* BEGIN Source records *

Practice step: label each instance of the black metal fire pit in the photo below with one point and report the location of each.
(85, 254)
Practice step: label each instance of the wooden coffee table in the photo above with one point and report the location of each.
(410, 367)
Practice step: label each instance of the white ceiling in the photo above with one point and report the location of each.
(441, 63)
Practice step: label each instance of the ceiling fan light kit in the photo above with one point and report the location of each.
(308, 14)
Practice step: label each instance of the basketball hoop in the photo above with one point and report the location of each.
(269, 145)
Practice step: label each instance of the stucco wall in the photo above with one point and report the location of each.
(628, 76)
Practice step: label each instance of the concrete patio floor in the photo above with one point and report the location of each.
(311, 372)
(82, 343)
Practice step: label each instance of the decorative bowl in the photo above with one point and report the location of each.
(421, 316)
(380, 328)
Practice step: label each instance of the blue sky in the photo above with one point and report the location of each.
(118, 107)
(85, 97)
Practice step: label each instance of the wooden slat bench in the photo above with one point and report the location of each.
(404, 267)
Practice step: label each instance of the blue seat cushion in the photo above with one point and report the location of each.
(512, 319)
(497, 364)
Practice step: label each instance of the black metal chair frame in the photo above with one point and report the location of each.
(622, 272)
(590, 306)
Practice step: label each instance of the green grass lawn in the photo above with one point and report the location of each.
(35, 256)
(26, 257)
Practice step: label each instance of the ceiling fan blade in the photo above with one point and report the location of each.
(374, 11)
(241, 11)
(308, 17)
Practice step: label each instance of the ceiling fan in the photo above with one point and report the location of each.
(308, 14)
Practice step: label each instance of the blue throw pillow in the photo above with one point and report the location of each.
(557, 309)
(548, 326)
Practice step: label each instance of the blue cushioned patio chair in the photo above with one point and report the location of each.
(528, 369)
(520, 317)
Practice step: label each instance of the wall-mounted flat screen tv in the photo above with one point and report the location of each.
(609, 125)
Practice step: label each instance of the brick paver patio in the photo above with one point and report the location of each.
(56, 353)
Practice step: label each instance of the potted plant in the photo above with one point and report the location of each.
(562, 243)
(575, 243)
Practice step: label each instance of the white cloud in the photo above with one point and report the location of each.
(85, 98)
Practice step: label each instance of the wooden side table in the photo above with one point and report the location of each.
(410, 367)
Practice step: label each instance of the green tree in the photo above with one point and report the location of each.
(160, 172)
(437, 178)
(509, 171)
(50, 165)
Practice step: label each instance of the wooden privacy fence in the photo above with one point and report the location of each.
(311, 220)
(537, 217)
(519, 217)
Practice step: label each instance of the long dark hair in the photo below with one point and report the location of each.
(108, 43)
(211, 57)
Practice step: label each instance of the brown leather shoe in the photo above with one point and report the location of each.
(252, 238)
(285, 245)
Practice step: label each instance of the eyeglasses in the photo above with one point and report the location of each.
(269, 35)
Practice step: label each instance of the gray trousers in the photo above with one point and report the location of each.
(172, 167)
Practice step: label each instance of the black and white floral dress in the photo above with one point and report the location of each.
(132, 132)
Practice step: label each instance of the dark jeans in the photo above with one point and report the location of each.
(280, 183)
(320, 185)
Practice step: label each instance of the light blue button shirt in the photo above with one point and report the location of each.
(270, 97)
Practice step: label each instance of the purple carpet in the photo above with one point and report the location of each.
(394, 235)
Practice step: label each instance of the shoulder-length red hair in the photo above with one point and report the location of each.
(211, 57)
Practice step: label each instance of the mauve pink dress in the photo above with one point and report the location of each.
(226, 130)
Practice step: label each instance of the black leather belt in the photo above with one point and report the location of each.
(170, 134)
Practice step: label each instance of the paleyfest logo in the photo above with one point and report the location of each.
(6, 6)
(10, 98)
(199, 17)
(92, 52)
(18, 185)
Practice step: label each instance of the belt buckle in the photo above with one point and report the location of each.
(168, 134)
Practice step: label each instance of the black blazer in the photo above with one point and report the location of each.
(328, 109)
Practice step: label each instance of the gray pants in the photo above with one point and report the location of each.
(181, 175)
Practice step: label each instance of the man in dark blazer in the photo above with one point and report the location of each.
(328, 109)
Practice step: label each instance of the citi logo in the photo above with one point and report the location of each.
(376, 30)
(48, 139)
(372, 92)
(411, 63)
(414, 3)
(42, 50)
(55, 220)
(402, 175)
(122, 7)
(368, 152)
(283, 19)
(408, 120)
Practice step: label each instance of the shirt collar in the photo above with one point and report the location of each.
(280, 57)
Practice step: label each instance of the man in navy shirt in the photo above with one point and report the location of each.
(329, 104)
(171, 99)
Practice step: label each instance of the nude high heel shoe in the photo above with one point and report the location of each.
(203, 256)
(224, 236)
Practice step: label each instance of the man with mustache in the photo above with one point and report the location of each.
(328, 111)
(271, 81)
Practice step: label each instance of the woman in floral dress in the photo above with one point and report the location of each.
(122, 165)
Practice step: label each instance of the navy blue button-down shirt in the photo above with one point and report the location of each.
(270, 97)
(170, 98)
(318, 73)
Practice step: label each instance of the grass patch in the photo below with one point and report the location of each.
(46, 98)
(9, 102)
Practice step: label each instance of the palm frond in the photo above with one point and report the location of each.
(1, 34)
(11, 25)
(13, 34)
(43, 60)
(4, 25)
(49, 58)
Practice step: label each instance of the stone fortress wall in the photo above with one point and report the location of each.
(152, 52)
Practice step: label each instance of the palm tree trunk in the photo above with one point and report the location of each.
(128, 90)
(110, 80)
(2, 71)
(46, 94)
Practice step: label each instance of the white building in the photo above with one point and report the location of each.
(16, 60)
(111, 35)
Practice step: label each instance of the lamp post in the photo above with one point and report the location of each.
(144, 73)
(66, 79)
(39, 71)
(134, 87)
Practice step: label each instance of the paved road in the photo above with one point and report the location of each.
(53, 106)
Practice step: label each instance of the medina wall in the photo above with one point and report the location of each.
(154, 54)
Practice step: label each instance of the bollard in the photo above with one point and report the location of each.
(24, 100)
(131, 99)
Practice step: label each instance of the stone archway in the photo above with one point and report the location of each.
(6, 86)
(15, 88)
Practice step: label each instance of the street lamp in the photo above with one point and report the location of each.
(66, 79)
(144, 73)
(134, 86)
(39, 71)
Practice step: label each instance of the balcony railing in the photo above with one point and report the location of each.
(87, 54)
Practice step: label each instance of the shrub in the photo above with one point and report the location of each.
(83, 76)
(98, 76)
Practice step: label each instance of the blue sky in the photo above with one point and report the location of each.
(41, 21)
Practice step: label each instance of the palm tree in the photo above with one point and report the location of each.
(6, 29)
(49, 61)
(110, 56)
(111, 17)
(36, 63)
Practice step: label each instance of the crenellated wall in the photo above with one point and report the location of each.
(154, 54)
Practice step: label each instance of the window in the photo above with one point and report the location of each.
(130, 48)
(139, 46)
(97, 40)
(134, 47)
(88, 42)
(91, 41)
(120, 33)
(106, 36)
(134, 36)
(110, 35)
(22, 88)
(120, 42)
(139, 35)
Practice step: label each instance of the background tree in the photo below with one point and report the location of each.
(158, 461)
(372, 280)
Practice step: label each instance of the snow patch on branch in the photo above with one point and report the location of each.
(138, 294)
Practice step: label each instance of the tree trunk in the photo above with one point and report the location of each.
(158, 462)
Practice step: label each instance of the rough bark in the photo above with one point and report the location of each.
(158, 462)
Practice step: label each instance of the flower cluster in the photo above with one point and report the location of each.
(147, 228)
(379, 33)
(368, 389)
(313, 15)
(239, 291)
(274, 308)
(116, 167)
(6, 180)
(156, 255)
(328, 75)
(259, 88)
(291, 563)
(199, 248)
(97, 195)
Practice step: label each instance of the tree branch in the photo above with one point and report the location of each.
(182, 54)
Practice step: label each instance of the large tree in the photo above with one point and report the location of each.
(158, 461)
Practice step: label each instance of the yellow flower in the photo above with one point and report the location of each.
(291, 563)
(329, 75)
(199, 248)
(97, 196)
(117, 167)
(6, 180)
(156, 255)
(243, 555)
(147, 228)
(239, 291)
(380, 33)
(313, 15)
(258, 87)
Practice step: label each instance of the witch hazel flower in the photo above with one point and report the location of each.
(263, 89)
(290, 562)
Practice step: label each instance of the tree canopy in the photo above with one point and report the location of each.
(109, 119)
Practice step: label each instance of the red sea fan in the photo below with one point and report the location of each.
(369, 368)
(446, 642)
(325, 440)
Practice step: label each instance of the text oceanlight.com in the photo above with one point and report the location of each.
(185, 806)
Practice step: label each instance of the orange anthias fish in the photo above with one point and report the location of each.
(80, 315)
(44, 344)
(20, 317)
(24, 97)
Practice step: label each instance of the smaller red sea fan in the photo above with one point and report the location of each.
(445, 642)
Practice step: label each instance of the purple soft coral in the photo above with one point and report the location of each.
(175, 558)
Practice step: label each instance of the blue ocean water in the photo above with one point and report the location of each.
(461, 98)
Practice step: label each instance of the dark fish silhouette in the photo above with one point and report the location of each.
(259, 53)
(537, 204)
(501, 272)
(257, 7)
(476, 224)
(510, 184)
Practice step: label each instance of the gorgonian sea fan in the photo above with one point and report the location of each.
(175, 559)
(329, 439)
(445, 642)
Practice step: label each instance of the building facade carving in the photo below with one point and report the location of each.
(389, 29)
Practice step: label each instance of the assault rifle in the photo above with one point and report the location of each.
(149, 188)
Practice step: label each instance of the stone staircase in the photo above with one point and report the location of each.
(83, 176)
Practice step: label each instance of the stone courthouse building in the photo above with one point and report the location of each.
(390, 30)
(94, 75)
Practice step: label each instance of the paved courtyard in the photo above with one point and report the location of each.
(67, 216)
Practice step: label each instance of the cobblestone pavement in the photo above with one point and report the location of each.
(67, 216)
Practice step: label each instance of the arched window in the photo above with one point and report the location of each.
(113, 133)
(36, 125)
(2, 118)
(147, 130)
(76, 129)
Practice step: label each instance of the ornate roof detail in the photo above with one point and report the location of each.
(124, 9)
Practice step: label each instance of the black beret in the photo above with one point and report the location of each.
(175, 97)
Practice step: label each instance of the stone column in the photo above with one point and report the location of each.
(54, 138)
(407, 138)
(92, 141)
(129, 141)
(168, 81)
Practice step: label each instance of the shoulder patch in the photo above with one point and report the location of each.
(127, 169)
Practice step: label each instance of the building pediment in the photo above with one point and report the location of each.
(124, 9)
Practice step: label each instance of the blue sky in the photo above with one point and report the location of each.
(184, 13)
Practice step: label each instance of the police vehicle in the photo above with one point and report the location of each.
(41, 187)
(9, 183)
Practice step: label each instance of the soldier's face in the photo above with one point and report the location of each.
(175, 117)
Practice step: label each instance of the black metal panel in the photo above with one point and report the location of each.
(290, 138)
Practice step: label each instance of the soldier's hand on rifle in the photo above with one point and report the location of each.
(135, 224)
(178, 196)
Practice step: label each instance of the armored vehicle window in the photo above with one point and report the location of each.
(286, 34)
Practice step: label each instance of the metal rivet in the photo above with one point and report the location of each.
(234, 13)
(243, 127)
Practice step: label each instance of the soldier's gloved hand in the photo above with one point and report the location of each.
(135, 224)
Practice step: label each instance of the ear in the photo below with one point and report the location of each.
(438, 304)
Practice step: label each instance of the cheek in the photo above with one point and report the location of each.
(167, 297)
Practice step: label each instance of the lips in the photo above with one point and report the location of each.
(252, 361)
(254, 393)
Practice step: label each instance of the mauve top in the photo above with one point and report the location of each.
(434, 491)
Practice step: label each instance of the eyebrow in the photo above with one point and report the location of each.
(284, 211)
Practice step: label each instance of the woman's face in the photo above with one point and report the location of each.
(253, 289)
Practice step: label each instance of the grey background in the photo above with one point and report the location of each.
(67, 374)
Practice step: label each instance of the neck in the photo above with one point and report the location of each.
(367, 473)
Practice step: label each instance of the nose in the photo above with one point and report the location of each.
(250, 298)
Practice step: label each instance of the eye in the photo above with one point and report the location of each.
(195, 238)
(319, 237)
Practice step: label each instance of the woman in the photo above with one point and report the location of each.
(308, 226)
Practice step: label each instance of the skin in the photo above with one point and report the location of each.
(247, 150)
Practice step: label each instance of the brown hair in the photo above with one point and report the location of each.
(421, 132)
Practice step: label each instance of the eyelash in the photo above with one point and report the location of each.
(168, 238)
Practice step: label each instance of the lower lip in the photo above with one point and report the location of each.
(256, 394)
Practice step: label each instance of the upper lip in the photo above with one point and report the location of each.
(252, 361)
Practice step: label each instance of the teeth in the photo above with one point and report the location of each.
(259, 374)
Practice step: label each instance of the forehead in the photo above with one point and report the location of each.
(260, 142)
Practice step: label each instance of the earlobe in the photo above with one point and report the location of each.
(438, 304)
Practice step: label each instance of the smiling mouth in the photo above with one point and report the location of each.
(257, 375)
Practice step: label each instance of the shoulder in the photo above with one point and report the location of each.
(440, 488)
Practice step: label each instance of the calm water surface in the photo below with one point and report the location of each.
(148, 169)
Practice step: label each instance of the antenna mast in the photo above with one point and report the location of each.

* END Source records *

#### Short problem
Repeat, exactly and only, the lines above from the one containing "Practice step: label each instance of the eyelash" through the end of the material.

#### Answer to the task
Practice step: label each instance of the eyelash in the photo above with one point and report the location of each.
(168, 238)
Practice step: label each instance of the lower lip in the photo above with one point and report the location of each.
(256, 394)
Practice step: label each instance of the upper lip in the photo above with one point and report the location of each.
(252, 361)
Practice step: label each instance of the teeth in the photo above with one point and report the location of each.
(259, 374)
Practice step: label each instance of the forehead in the photo above with one point and report the location of each.
(260, 142)
Practice step: label each instance of the earlobe in the photo above with one point and report the location of each.
(438, 304)
Practice step: label each instance of the smiling mouth in the photo above with one point and report the location of each.
(257, 375)
Practice step: label each instance of the shoulder in the photo above with one point and report the location of each.
(440, 488)
Practice step: label each instance of the calm water surface in the photo below with one point and report the location of each.
(148, 169)
Practice step: label each instance of the antenna mast in the photo above with one point and report the location of each.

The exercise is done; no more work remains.